■ **Source data**:
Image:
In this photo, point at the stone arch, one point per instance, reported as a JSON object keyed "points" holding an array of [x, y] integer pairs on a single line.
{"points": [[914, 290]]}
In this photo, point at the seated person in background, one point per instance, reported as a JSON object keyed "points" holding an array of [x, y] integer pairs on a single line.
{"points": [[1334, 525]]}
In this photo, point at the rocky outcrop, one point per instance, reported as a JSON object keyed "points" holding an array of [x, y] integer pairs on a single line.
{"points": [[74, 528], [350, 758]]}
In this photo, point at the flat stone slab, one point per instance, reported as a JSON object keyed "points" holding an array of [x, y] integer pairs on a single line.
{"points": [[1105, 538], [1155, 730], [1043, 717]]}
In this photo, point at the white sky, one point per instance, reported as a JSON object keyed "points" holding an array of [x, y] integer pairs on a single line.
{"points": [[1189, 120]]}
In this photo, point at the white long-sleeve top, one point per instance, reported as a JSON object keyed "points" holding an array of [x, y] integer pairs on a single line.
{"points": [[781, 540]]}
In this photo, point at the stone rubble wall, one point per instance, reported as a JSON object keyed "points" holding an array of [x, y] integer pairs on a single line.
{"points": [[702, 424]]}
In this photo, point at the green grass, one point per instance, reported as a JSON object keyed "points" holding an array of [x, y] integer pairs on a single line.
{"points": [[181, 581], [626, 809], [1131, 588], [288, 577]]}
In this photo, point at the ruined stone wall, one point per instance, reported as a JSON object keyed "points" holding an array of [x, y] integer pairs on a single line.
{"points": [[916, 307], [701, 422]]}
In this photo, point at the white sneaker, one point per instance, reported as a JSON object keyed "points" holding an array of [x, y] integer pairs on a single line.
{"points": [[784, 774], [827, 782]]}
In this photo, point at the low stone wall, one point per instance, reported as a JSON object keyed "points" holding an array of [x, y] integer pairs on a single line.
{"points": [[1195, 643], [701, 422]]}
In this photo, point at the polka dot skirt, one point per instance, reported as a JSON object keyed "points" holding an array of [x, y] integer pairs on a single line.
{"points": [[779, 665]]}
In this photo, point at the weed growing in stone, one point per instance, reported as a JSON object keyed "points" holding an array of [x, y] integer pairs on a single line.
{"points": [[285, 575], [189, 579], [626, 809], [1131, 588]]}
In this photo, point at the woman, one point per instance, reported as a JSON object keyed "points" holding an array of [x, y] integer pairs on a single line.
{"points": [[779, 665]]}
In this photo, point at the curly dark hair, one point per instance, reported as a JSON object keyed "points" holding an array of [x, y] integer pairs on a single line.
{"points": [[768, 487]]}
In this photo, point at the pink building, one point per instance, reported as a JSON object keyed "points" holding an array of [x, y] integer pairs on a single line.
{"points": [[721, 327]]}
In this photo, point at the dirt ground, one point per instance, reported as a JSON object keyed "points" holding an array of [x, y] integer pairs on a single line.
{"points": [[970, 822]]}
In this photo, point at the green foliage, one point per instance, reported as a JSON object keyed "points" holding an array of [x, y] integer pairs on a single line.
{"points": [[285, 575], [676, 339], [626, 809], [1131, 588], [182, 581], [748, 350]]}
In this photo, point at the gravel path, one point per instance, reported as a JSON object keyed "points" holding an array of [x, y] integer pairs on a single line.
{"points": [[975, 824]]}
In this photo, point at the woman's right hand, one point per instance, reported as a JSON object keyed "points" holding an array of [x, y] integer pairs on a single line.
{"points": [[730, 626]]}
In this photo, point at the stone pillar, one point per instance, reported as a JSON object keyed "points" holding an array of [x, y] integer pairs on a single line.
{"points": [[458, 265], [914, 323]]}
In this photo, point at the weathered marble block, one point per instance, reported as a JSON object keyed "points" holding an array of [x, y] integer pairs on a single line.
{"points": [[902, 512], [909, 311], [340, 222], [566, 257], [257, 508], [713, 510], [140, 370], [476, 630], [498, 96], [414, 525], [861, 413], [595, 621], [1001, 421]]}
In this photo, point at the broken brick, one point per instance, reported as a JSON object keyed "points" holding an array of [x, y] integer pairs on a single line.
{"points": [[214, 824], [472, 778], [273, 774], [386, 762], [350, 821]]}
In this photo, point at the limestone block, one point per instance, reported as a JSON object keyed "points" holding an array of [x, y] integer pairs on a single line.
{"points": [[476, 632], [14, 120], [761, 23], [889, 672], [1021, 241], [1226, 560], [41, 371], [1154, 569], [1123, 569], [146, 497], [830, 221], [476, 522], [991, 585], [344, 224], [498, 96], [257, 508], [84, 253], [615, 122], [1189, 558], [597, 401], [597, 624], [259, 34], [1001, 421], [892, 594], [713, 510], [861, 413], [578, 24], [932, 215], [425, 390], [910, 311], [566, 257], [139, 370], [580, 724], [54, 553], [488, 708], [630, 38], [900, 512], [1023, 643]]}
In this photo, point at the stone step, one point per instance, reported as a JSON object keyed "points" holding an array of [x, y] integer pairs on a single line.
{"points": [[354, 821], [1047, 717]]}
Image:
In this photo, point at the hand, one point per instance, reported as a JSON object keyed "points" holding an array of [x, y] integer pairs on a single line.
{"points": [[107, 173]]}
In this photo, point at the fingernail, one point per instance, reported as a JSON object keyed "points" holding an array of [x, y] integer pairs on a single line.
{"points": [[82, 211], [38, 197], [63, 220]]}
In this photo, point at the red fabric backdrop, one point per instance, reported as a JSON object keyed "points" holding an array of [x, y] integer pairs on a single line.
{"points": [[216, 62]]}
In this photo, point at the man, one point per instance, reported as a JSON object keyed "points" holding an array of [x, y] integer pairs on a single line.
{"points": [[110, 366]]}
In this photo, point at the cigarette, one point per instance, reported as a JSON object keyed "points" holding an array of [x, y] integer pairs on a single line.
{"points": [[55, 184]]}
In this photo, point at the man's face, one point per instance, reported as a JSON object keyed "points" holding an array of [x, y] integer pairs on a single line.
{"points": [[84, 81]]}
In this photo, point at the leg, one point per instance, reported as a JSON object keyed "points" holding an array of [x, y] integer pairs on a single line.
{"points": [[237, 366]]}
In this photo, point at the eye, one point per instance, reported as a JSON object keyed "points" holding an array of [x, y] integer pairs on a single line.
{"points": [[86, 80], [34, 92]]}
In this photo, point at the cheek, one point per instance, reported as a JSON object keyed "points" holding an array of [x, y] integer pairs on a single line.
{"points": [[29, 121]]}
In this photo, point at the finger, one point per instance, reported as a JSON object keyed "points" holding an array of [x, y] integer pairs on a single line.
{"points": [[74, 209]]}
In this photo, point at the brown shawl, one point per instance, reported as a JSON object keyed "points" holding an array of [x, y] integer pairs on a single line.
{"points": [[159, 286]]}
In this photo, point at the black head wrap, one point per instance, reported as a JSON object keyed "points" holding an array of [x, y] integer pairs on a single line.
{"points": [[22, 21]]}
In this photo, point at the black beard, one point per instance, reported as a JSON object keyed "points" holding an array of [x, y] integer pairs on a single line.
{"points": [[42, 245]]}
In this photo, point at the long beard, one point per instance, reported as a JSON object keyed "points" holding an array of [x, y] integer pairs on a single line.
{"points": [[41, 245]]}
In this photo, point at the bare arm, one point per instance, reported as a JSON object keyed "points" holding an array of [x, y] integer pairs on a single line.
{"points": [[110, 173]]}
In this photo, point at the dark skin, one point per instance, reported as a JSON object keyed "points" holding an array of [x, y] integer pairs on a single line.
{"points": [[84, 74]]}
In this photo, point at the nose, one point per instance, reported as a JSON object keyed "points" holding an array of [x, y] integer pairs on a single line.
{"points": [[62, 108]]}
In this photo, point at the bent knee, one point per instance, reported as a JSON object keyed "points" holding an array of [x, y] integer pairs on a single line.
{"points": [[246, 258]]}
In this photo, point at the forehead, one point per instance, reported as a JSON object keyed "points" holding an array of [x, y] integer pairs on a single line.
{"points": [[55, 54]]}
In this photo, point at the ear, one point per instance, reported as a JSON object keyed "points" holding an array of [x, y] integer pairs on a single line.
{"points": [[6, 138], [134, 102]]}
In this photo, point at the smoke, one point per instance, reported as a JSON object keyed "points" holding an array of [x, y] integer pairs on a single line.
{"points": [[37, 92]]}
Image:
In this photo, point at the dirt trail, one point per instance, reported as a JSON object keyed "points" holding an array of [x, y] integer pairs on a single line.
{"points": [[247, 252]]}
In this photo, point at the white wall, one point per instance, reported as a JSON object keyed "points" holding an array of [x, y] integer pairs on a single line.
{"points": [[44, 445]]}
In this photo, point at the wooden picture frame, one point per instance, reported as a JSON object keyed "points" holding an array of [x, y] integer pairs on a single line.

■ **Task brief**: Starting at the line that contains "In this photo, point at the white wall, one", output each remaining line of the listing, the last line included, exactly as it appears.

■ **Solution below**:
In this photo, point at the white wall, one point per instance, reported as a JSON object keyed "points" holding an array of [x, y] integer pairs on a single line.
{"points": [[44, 445]]}
In this photo, point at the wooden picture frame, one point per instance, reported as a JSON object keyed "points" holding an array of [x, y] integer pairs on a single line.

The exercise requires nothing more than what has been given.